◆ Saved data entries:

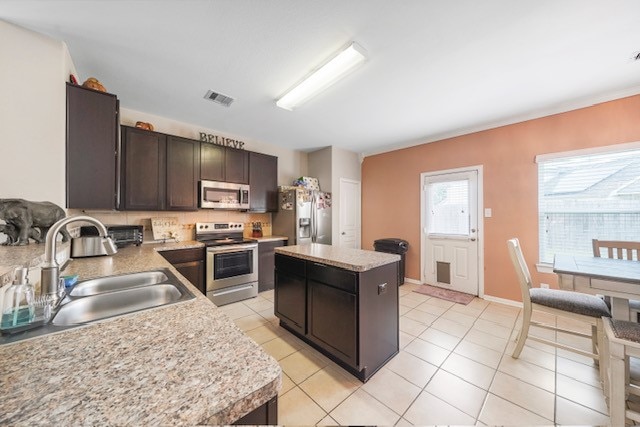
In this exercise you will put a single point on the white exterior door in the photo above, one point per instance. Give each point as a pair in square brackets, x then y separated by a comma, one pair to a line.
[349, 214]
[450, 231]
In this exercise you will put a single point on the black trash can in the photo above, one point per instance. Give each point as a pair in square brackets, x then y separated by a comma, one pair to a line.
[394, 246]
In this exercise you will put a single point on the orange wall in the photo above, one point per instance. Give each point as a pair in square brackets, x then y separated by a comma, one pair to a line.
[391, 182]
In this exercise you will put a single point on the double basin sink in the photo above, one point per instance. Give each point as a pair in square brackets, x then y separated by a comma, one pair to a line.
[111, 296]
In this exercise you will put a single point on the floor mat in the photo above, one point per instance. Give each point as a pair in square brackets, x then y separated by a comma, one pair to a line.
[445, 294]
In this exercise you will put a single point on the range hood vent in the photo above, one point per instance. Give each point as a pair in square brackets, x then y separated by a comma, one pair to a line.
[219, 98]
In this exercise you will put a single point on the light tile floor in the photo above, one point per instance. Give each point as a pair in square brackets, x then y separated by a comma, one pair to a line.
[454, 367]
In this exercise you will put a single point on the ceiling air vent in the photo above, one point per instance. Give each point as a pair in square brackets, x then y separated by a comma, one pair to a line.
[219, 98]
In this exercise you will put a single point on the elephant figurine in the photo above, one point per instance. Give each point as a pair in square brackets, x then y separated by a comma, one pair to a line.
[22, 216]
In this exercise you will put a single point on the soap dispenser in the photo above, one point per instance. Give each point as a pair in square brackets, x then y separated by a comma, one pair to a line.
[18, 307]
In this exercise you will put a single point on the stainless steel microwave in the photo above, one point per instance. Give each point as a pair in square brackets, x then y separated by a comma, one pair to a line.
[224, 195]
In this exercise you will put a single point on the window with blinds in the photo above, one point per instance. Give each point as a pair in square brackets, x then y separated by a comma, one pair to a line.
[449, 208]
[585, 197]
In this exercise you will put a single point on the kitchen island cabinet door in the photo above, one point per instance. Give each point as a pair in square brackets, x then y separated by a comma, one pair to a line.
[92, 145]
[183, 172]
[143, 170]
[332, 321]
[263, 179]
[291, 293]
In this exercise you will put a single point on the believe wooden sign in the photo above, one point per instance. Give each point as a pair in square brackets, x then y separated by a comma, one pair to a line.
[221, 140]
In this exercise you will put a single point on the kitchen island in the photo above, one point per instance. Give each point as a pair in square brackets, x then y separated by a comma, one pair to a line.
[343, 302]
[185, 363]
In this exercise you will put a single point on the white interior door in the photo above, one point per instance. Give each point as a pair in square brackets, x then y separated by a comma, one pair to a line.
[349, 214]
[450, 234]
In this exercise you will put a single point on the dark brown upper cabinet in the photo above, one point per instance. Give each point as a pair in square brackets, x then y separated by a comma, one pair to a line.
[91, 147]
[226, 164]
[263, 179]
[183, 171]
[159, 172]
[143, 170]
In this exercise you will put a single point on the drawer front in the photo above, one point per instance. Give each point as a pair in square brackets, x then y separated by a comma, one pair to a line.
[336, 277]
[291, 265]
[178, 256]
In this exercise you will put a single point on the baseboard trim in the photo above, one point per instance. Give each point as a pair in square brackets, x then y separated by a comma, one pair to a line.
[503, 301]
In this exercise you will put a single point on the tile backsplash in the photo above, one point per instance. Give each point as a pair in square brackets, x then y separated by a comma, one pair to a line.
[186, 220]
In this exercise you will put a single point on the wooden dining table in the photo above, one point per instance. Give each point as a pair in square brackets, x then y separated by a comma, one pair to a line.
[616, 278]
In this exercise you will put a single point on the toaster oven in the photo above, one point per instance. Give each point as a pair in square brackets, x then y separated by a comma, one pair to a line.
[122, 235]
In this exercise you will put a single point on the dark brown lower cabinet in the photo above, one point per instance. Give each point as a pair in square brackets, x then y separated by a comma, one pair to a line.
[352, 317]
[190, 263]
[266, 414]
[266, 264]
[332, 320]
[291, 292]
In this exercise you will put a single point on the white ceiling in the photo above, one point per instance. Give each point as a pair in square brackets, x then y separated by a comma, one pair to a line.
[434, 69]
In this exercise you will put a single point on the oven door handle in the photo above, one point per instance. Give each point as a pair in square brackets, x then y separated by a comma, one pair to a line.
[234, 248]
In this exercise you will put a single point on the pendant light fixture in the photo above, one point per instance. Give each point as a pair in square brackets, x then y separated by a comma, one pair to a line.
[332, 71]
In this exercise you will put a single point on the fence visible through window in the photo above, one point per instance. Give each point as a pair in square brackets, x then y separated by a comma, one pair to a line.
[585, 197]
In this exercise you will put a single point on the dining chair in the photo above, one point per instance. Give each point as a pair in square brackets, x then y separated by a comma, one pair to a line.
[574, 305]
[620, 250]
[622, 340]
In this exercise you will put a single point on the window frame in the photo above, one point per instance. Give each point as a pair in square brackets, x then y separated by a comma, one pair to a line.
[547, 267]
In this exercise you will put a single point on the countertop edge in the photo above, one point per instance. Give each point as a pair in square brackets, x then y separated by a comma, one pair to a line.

◆ Given task: Repeat the listing in full and exactly. Do not include any images.

◆ Full output:
In this exercise you will put a single point on the white exterior door in the photo above, one point per instance. Give each point as a pair in square brackets, x then y separated by a comma, one pair to a line.
[349, 214]
[450, 231]
In this exercise you will put a single point on the black trash can in the photo above, one point per instance. Give each point as a pair in square brackets, x then y separated by a comma, one pair to a line.
[394, 246]
In this exercise you will put a single point on the orange wall in the photo above, one point per instance. Give each point as a pair in square brackets, x then y separated by a comma, one pair to a line.
[391, 182]
In this exercise you will put a single point on the double basin sink in the photo above, one point per instance. Give each point as a pair in square brackets, x then y separated by a comma, one pair to a line.
[111, 296]
In this exercise you will put a single point on the floor mat in the photo above, one point per instance. Give each point as a pair in square brackets, x then y separated by a comma, one pair to a line.
[445, 294]
In this exercise you will put a single point on the range hood vent in the photo above, one point per instance. Give each point as a pair in square brackets, x then y separated by a comma, one pair to a line.
[219, 98]
In this exercise you will put a single point on the light tile floor in the photo above, one point per instance. Give each point as a pair in square brackets, x then y separated by a comma, one pair to a line.
[454, 367]
In this exercise you will put a single point on the ceiling air vent in the photo above, one point per instance. Give each point as a pair in square brackets, x then y separated by a comma, one pair to a line.
[219, 98]
In this exercise you will put a single point on the elephant figurine in the photo above, one point per instance. Give each point as a pair in square brackets, x then y separated by a comma, one pair to a line.
[22, 216]
In this exercise you will put a single point on the soap dispenser in the photo above, one point per instance. Give each point as a pair in square brackets, x then y separated by a comma, one pair to a line.
[18, 307]
In this exercise you will put a single point on the stainless steel microwave in the photo above, one point per instance. Give each point as a pair in square brackets, x then y separated by a comma, one pair to a line.
[224, 195]
In this exercise you will put a single point on the window with blinds in the photo above, one point per instance. Give each point as a pair in square brackets, x then y separated by a comma, one pair to a line.
[449, 208]
[585, 197]
In this exercise you will put a single point on the kitchen island cabinet door in the photo above, one point per instance. Give each point as a pair in square brackets, x then y separated by a comma, one pair to a line.
[92, 145]
[183, 172]
[143, 170]
[332, 321]
[263, 179]
[291, 293]
In this exercise you will put a single point on the believe wooden sign in the photo above, one point per instance. Give each point as a pair in square brackets, x then y separated by a comma, one pair to a line.
[221, 140]
In this exercise you will put a single point on the kitchen island in the photo above, one point per instance. Give each point as a pair in square brackets, x then y separated by a comma, one pair to a line.
[343, 302]
[185, 363]
In this exercise you will put a single point on the white interior door in the photo above, one point per instance. Give each point as a pair in square brackets, x then y separated by a comma, one pair to a line.
[349, 214]
[450, 234]
In this exercise you will put a single point on the dark brown upper cabinet in the photo above, one point per instance. Give each point as a pair in square brackets, x then y separated by a comma, one pair to a line.
[91, 147]
[226, 164]
[263, 179]
[183, 171]
[159, 172]
[143, 170]
In this exercise you will put a single point on the drawer front in the photo above, one point per instance. Give each point as a pair in square brackets, x then y separated by a comma, one pair to a line.
[336, 277]
[291, 265]
[178, 256]
In this exercise you will put a single point on the baseboard trim in the photo above, one point per instance. Give each point as a pair in square brackets, x then y separated by a comma, one pair to a line.
[503, 301]
In this exercise you will put a single point on the tile backsplash in the photo above, one point per instance. Give each point as a pair in square brackets, x then y separated by a comma, one pair to a line.
[186, 220]
In this exercise you will put a single point on the wooden dining table in the photo above, one point per instance. Give each point as a pair in square brackets, x then y separated by a comma, one pair to a line.
[616, 278]
In this exercise you will put a single point on the toaster oven in the photo above, one point per instance. Give each point as a pair in square brackets, x then y separated by a comma, one pair to a line.
[122, 235]
In this exercise you will put a single point on the dark brown lower cabinet in the photo above, one point per instance. Give each point as a pair in square brackets, x then y separated by a comma, one pair to a line.
[352, 317]
[190, 263]
[266, 414]
[266, 264]
[332, 320]
[291, 292]
In this exercise you will put a single point on the white ceiling in the photo above, one point per instance. Give each point as a pair in square brackets, x then y separated by a comma, one pair to a line.
[434, 69]
In this exercise you will put a single point on the oven door handle in the photo above, one point per instance. Give each point as a pair in square brackets, x then y separated by a comma, one pair to a line.
[234, 248]
In this exercise you will put a single point on the pendant light fixture in the photo above, one point per instance. Give each point as a pair in square brackets, x then y separated by a comma, one pair to a line.
[332, 71]
In this exercise you will put a single point on the fence visible through window in the photo above, one point per instance. Give each point as a pair in square brackets, x then y separated by a comma, one pair to a line.
[585, 197]
In this exercise you will put a single point on the dining chair in the photo above, one point per instance. Give each point as a pair in square brackets, x then y separated by a comma, one pair to a line.
[574, 305]
[620, 250]
[622, 340]
In this exercise you will put a single point on the window frame in the photo above, one point per instance. Give each point as a pair in square brackets, x then y separated by a comma, one pair to a line.
[547, 267]
In this exercise you will put a single point on the countertop edge in the photo above, one point per instance. Give each point as a pair in square brackets, x then y separated by a comma, one pair to a line.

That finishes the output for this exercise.